### [Short task]
Please show every line of the records below that contains the word "wing". Copy each such line in full.

### [Raw records]
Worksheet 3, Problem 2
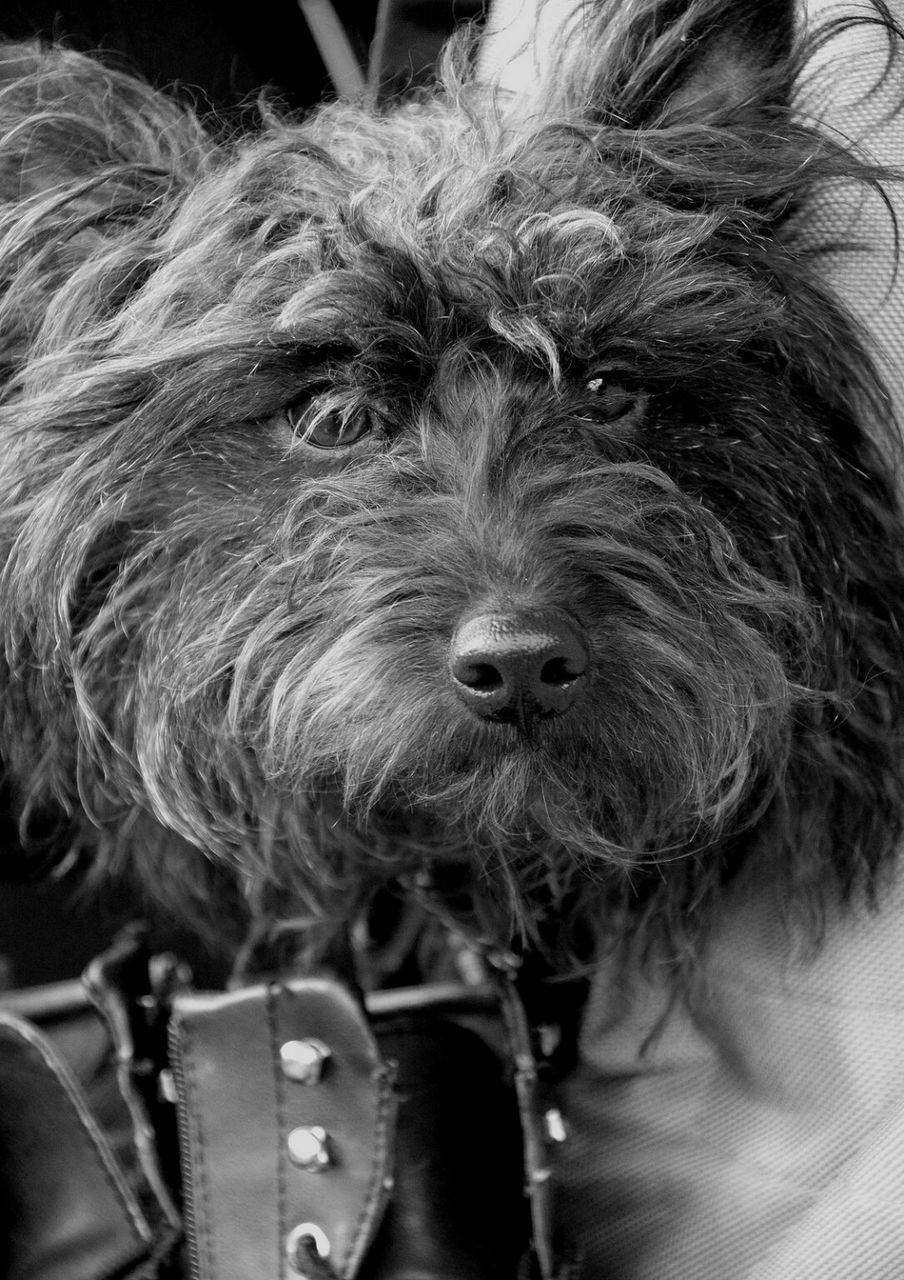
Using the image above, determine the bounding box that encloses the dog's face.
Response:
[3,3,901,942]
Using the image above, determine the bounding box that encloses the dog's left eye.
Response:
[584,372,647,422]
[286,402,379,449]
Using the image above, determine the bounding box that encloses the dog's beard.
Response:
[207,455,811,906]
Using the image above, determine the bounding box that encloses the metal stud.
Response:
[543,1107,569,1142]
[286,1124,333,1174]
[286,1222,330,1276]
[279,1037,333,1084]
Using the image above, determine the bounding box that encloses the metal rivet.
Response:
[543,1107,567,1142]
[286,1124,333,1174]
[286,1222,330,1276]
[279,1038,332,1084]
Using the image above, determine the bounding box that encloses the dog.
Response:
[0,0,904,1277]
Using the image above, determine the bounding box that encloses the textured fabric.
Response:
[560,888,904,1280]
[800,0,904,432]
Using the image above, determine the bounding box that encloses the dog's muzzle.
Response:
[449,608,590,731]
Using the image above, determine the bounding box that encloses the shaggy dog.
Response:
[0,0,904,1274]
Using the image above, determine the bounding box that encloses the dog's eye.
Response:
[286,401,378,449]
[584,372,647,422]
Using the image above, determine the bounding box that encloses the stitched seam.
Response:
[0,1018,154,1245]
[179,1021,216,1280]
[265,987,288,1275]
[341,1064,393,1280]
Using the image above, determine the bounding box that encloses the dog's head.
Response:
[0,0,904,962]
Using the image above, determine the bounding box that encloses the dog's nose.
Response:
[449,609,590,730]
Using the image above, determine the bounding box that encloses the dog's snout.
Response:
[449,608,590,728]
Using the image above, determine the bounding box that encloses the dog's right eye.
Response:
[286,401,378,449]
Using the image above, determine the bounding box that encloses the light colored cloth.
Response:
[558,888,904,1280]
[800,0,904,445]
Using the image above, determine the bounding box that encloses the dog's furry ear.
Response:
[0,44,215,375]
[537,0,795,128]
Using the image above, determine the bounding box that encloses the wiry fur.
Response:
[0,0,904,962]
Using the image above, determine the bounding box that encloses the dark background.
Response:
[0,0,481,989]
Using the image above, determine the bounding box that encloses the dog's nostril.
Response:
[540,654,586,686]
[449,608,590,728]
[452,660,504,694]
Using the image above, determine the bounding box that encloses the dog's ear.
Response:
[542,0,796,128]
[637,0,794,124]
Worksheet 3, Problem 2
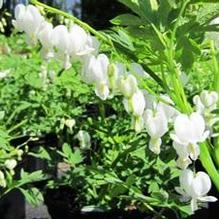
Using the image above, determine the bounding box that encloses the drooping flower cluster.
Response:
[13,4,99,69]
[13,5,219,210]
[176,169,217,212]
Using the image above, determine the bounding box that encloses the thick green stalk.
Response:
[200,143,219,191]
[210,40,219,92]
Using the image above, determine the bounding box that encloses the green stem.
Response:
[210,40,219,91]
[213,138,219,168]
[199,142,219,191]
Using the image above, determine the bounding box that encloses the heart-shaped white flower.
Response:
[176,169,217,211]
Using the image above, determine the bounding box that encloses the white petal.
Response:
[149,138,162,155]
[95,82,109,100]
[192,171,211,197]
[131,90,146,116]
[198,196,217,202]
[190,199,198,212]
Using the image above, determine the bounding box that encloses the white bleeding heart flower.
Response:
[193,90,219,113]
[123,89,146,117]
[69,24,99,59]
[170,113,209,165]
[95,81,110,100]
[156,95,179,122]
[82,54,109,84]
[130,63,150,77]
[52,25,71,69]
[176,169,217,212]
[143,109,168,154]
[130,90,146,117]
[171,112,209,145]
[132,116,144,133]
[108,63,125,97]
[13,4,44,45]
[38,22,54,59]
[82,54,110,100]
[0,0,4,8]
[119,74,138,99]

--

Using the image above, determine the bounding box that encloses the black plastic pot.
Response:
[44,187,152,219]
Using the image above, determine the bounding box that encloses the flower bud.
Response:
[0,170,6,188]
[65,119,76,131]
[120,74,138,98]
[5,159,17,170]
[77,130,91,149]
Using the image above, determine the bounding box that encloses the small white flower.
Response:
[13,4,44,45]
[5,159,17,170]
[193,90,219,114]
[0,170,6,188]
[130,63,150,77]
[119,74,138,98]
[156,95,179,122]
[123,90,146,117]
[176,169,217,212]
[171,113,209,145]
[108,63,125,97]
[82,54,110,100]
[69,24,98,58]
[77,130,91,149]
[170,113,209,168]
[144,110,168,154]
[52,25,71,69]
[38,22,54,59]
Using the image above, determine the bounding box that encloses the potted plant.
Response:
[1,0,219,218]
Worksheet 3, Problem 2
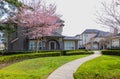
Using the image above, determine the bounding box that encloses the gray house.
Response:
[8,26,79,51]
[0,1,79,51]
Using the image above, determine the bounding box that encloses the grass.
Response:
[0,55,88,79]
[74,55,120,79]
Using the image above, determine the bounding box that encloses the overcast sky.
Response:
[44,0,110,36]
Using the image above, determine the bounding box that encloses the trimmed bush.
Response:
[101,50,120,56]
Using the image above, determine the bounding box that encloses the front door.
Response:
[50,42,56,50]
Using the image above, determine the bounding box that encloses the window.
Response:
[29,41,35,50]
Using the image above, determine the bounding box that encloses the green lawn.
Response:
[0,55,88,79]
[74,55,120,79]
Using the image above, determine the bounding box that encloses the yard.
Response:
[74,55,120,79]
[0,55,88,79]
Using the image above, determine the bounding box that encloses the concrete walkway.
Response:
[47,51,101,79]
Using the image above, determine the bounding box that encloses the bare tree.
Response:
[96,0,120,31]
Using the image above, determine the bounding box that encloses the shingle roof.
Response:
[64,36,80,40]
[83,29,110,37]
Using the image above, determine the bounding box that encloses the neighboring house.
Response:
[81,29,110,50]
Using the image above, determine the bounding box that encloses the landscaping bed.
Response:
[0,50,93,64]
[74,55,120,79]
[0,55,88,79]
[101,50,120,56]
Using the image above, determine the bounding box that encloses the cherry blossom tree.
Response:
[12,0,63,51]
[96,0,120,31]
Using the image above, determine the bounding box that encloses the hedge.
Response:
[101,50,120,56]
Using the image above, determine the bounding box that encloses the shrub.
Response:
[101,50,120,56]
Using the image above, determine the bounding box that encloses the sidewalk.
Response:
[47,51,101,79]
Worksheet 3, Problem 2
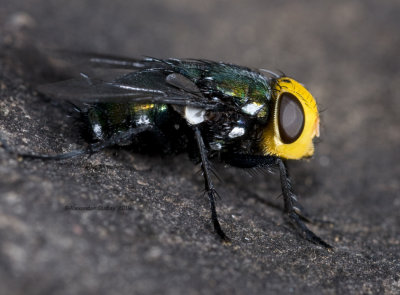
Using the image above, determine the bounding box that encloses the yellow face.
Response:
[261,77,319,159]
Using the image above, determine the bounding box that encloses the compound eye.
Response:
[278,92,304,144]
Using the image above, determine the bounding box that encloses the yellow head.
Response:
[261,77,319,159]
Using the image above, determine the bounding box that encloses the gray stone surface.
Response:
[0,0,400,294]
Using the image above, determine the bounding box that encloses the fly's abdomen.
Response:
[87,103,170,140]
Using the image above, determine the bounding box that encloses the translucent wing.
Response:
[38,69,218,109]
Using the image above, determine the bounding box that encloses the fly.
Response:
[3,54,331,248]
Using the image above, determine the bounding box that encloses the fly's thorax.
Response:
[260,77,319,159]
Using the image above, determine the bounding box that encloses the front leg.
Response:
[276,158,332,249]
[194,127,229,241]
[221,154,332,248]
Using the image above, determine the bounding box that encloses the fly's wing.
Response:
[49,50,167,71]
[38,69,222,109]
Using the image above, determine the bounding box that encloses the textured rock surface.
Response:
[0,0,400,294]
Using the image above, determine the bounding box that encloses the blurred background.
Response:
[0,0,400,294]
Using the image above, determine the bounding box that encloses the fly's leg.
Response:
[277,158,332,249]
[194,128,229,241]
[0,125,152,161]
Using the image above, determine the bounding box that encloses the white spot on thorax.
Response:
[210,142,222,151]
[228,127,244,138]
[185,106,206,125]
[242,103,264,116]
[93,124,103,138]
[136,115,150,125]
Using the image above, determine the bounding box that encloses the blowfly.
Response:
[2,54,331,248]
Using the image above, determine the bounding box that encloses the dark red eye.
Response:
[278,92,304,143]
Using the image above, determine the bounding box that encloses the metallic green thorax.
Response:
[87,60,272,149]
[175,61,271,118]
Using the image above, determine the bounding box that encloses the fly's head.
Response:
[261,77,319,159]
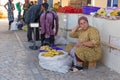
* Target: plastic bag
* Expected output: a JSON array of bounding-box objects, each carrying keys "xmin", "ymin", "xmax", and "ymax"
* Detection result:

...

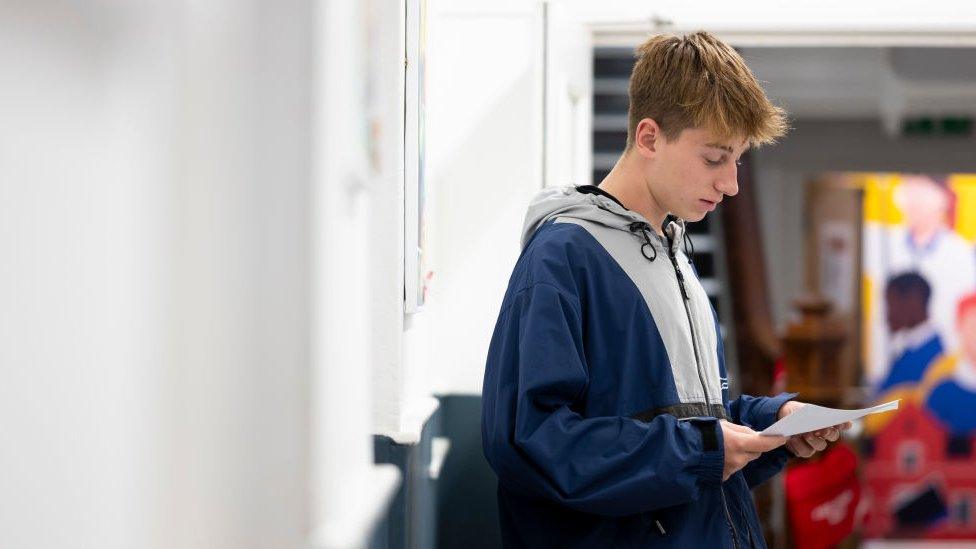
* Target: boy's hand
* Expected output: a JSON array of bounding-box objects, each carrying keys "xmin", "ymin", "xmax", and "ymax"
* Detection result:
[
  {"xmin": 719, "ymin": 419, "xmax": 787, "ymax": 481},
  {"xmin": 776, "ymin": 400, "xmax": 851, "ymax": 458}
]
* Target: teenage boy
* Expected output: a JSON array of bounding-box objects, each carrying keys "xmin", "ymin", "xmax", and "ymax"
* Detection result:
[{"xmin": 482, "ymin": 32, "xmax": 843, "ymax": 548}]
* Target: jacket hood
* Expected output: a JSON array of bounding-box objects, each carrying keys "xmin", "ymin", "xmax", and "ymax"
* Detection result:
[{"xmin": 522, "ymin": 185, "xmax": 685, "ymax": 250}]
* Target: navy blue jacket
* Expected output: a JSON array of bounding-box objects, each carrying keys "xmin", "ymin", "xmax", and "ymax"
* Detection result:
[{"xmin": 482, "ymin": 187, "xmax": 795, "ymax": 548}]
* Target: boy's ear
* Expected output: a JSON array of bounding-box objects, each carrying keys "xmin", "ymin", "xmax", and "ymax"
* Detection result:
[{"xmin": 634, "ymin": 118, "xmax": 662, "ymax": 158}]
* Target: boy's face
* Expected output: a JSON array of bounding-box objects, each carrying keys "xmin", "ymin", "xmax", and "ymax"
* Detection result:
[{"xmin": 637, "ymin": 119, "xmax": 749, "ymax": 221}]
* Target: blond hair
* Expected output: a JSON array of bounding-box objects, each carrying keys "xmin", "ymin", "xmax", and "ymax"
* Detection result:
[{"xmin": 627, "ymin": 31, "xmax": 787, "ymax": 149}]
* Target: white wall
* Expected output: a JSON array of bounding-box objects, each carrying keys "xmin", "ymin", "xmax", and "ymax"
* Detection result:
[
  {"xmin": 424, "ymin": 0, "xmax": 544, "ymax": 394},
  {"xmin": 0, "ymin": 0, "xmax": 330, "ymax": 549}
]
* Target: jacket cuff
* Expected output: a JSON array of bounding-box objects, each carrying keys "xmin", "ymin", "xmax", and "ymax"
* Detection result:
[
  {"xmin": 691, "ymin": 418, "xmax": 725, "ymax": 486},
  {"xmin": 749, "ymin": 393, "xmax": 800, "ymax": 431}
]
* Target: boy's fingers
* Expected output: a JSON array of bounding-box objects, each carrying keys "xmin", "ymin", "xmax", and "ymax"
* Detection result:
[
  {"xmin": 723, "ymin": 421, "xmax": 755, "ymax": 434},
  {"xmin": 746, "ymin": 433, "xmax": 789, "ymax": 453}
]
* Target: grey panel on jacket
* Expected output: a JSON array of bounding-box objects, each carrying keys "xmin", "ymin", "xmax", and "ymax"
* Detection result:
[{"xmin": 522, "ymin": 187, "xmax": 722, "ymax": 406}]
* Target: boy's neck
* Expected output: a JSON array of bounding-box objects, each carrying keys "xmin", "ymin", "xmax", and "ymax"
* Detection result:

### [Solution to this task]
Using the image above, determine the bounding box that encloses the translucent wing.
Using the image above, determine the bounding box that encloses the fly's wing.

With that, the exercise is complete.